■ Task data:
──────────────────────────────
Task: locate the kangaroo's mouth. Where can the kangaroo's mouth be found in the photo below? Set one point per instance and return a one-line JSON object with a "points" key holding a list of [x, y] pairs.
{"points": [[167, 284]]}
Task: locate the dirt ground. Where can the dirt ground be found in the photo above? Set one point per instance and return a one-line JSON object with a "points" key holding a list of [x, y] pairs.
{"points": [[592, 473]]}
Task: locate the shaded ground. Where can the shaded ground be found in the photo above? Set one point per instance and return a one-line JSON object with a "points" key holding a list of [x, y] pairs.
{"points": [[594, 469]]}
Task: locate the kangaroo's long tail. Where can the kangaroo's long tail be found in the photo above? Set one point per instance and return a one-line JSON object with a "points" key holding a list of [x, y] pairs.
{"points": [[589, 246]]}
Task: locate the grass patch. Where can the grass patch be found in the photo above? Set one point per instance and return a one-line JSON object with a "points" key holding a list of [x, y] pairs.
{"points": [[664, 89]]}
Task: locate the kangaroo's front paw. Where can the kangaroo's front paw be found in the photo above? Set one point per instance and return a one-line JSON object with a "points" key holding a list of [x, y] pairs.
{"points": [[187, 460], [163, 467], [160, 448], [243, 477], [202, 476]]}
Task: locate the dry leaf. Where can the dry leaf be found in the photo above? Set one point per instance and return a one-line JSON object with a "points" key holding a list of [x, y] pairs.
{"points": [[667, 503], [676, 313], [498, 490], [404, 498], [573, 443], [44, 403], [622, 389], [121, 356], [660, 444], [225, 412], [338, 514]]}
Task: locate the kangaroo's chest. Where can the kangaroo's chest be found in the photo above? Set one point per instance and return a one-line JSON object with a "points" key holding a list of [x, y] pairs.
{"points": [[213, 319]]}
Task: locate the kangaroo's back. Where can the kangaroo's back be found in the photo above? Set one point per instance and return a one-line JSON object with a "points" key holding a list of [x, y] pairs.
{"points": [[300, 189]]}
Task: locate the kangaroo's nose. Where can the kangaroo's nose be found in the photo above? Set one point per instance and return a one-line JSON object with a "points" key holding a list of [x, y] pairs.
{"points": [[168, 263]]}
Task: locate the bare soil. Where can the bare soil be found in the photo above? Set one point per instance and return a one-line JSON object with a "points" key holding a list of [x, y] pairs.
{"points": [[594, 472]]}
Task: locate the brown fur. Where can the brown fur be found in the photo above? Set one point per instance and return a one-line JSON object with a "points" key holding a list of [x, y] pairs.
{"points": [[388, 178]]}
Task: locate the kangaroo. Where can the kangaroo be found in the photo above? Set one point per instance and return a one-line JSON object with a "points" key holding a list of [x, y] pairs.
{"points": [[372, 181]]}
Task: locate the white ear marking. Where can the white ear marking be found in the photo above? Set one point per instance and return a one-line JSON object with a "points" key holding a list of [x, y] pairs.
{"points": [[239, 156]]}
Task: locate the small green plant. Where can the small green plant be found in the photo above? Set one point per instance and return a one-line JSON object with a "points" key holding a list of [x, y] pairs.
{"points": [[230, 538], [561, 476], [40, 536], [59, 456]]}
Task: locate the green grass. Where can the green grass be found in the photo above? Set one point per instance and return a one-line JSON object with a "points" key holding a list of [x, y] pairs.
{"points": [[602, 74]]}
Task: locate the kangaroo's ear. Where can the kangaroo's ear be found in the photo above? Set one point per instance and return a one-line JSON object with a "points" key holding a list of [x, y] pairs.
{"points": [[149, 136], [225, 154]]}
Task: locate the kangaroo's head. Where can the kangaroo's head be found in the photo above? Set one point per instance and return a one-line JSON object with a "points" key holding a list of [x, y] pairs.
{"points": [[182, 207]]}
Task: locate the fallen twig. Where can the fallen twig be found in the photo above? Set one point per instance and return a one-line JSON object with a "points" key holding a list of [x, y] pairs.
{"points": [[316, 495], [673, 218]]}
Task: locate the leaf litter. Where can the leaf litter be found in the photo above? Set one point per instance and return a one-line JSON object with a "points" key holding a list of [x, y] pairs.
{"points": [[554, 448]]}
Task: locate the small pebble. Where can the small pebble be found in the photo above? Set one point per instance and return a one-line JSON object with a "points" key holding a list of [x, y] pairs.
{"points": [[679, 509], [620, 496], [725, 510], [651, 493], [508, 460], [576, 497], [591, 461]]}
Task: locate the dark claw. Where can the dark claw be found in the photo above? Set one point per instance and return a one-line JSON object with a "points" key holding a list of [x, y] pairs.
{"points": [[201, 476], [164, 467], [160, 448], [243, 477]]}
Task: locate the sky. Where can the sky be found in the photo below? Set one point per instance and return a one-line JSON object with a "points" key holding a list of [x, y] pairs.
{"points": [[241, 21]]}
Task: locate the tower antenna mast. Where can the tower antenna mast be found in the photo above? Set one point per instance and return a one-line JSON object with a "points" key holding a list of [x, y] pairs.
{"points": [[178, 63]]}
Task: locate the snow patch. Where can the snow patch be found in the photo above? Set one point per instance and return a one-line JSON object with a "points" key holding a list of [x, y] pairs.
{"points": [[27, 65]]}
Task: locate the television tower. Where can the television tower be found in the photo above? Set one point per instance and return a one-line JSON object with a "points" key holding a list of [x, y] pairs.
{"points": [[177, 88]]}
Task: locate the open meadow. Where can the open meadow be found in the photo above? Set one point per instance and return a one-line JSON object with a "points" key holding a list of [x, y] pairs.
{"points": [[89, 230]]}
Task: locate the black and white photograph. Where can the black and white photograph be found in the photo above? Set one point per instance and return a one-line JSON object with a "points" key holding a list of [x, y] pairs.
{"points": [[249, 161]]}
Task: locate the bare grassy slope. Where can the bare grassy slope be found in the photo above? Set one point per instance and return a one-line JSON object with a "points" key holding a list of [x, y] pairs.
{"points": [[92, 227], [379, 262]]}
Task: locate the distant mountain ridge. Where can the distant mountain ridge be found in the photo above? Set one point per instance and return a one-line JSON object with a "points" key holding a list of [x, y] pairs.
──────────────────────────────
Can you reproduce all of the material above, line for line and unchanged?

Task: locate the kangaroo's mouth. Where can the kangaroo's mouth be found in the photo below? Set one point per instance and return a one-line JSON object with a "points" key holding a list of [x, y] pairs.
{"points": [[167, 284]]}
Task: locate the dirt ground. Where can the dirt ground be found in the photo above? Set one point per instance and return a one-line JSON object with a "points" key holding a list of [x, y] pairs.
{"points": [[592, 473]]}
Task: locate the shaded ground. Where can the shaded ground be found in the photo above? Set one point per instance and return a one-line JSON object with a "points" key holding a list of [x, y] pairs.
{"points": [[594, 469]]}
Task: locate the kangaroo's long tail. Where can the kangaroo's long tail be found in the photo above? Set one point per instance and return a one-line JSON object with a "points" key holding a list of [x, y] pairs.
{"points": [[589, 246]]}
Task: locate the grass patch. Where can the grass patch be found in the photo above? Set one point per instance and return a one-line JSON object with a "points" key holding a list of [x, y] pairs.
{"points": [[664, 89]]}
Task: locate the kangaroo's front paw. Where can the kangaroo's front paw be found in the photo above? Set one point per instance and return a one-line JSON object with a "points" key holding a list of [x, y] pairs.
{"points": [[187, 460], [163, 467], [160, 448], [243, 477], [202, 476]]}
Task: locate the dry leaf. Where can the dry leaf be found in the photo above? Set one point per instance and return a one-line JSON object with a "points" key holding a list of [x, y] pairs.
{"points": [[667, 503], [676, 313], [498, 490], [404, 498], [573, 443], [44, 403], [622, 389], [121, 356], [660, 444], [225, 412], [338, 514]]}
Task: locate the kangaroo's chest. Where can the kangaroo's chest be found in the photo above? Set one point per instance and return a one-line JSON object with a "points" key holding a list of [x, y] pairs.
{"points": [[213, 319]]}
Task: locate the kangaroo's back. Where can the kangaroo's back be found in the photo above? Set one point per instance and return a one-line JSON object with a "points" key holding a list of [x, y] pairs.
{"points": [[300, 189]]}
Task: locate the kangaroo's nose. Where can the kangaroo's nose be found in the photo above? Set one point per instance and return a one-line JSON object with a "points" key holding a list of [x, y] pairs.
{"points": [[168, 263]]}
Task: locate the bare soil. Where can the bare soil be found in the photo above? Set one point per instance and return a one-line JSON object with a "points" key holding a list of [x, y] pairs.
{"points": [[594, 472]]}
Task: locate the brown fur. Where can the brown fur be found in the photo above? Set one point per instance and return a one-line JSON object with a "points" key holding a list of [x, y] pairs.
{"points": [[388, 178]]}
Task: locate the kangaroo. Where can the kangaroo be found in the photo above? Set one point per instance and return a one-line JSON object with a "points" key holding a list of [x, y] pairs.
{"points": [[372, 181]]}
Task: locate the white ear marking. Where can the white ear marking be found in the photo above? Set one point per instance and return a one-line JSON object with a "points" key holding a list of [x, y] pairs.
{"points": [[239, 156]]}
Task: locate the small green plant. Where can the small green plant be found in the photo above? Set one point per instance and return a one-line JSON object with a "points" key holding a list of [x, y] pairs.
{"points": [[230, 538], [561, 476], [40, 536], [59, 456]]}
Task: locate the green grass. Where can the green grass be found in the photo above? Set one point per instance and return a one-line JSON object with a "points" key holding a list of [x, y] pairs.
{"points": [[602, 74]]}
Task: locate the kangaroo's ear. Where can the kangaroo's ear be found in the photo above? Set one point per instance and return a one-line JSON object with a "points" key holding a list of [x, y] pairs.
{"points": [[149, 136], [225, 154]]}
Task: locate the kangaroo's head. Where can the kangaroo's head be found in the photo above? Set one point per instance and return a one-line JSON object with a "points" key holding a list of [x, y] pairs.
{"points": [[182, 207]]}
Task: locate the fallen twig. Where can the fallen twig be found in the photo above? Set one point per instance and return a one-line JSON object with a "points" key holding a list of [x, y] pairs.
{"points": [[316, 495], [673, 218]]}
Task: locate the leaf litter. Where can the leaf litter be found in the photo above? Set one point per instance and return a one-line JSON object with a "points" key holding a list of [x, y] pairs.
{"points": [[554, 448]]}
Task: locate the small pebble. Where can the small pebble be found in the photo above? Set one point per instance and return a one-line JSON object with a "points" key holding a list of [x, y] pairs.
{"points": [[679, 509], [620, 496], [725, 510], [651, 493], [508, 460], [576, 497], [591, 461]]}
Task: locate the dark claw. Where can the dark claw be found in the photo above? Set one point per instance and return a one-line JSON object with a "points" key holding a list of [x, y] pairs.
{"points": [[201, 476], [164, 467], [160, 448], [243, 477]]}
Task: locate the sky. Where can the sky be found in the photo below? Set one point per instance and return a one-line JSON object with a "points" key holding a list of [x, y] pairs.
{"points": [[241, 21]]}
Task: locate the tower antenna mast. Where can the tower antenna mast be found in the photo above? Set one point per instance and return a one-line JSON object with a "points" key holding a list of [x, y] pairs.
{"points": [[178, 63]]}
Task: locate the snow patch. Where can the snow patch be found in the photo above? Set one point per instance and return a one-line JSON object with a "points" key holding a list of [x, y] pairs.
{"points": [[27, 65]]}
Task: locate the television tower. Where can the television tower be found in the photo above? Set one point per instance and return a one-line JSON object with a "points" key holding a list of [x, y] pairs.
{"points": [[177, 88]]}
Task: locate the open meadow. Where can the open meadow be found in the photo above? Set one point per instance and return a one-line JSON object with a "points" key holding a list of [x, y] pairs.
{"points": [[89, 230]]}
Task: locate the black and white photograph. Where can the black and white photograph be found in the photo above? Set one point per instance and return a one-line JSON object with a "points" key holding a list of [x, y] pairs.
{"points": [[249, 161]]}
Task: locate the bare grassy slope. Where can the bare grassy slope be found in the photo above? Set one point per instance and return a one-line JSON object with a "points" key holding a list of [x, y] pairs.
{"points": [[92, 227], [379, 262]]}
Task: locate the distant mountain ridge. Where can the distant mountain ridge be found in the photo above? Set one point per instance and return a one-line JSON object with a "points" key holding a list of [x, y] pairs.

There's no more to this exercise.